**Stored records:**
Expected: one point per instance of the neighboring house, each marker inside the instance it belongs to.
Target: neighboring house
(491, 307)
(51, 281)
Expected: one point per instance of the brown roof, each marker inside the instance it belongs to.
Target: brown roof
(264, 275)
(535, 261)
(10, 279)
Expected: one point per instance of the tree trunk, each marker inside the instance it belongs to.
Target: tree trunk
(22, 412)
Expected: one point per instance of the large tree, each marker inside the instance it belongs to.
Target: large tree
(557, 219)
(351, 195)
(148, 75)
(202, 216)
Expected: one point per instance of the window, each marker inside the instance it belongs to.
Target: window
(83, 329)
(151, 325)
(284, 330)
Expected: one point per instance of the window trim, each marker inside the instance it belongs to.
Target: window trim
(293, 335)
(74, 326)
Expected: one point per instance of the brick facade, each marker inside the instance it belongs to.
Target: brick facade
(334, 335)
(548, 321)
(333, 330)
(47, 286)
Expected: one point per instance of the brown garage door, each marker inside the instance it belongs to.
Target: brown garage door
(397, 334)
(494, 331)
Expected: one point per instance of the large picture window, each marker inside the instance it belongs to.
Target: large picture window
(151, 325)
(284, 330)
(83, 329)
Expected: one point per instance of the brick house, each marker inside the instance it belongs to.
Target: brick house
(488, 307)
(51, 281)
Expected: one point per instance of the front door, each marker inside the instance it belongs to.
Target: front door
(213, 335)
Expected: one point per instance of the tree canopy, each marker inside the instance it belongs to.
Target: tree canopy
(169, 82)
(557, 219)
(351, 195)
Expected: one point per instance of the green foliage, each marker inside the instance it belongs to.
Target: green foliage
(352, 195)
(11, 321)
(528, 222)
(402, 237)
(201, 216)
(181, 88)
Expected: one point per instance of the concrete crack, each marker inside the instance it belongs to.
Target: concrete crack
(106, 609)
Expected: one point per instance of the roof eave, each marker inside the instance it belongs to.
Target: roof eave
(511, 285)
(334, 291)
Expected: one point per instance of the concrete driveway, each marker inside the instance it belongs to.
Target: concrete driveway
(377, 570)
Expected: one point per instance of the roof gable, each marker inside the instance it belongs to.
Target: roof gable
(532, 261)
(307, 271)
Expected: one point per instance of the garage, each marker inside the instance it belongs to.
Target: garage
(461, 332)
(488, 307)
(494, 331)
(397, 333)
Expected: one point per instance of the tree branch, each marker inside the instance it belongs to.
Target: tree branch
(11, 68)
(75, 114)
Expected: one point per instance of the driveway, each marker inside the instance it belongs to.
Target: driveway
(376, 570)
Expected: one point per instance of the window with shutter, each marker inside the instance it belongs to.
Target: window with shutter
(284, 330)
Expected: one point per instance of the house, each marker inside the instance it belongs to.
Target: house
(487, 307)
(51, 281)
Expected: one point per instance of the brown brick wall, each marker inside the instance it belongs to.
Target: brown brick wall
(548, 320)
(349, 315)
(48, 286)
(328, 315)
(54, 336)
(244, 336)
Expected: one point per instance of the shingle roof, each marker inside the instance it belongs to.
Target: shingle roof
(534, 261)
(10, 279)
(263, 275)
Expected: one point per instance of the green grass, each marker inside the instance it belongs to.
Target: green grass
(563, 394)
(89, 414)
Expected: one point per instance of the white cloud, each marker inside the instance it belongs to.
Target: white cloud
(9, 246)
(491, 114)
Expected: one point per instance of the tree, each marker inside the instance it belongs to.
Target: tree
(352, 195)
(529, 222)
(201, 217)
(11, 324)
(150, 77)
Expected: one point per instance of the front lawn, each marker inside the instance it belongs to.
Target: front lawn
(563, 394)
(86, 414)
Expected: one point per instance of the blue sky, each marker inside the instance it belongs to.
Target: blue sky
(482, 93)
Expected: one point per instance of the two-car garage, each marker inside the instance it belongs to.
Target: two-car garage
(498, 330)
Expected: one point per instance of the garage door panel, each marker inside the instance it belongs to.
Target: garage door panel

**Stated task:** Your output consists solely of the lines from the one with "Expected: one point per instance of the white" through the last line, copied exactly.

**Answer to the exercise:**
Expected: one point per instance of the white cloud, each marker inside the instance it belongs to.
Target: white cloud
(9, 246)
(491, 114)
Expected: one point per instance of the tree, each marker inside the instance it belongs to.
Target: tree
(352, 195)
(529, 222)
(201, 217)
(11, 324)
(150, 77)
Expected: one point per instance of the front lawn, each marker inside the instance it belongs to.
Target: front lawn
(563, 394)
(86, 414)
Expected: one point per instance of the blue sky, each marker inside the instance it belongs to.
Target: blue sky
(482, 93)
Expected: one point per instance of the two-car garage, each marker inside the instance it belongs to.
Target: two-car garage
(498, 330)
Expected: one point per instance of the garage door panel, each marker inside the instance it belongs to.
Target: garage door panel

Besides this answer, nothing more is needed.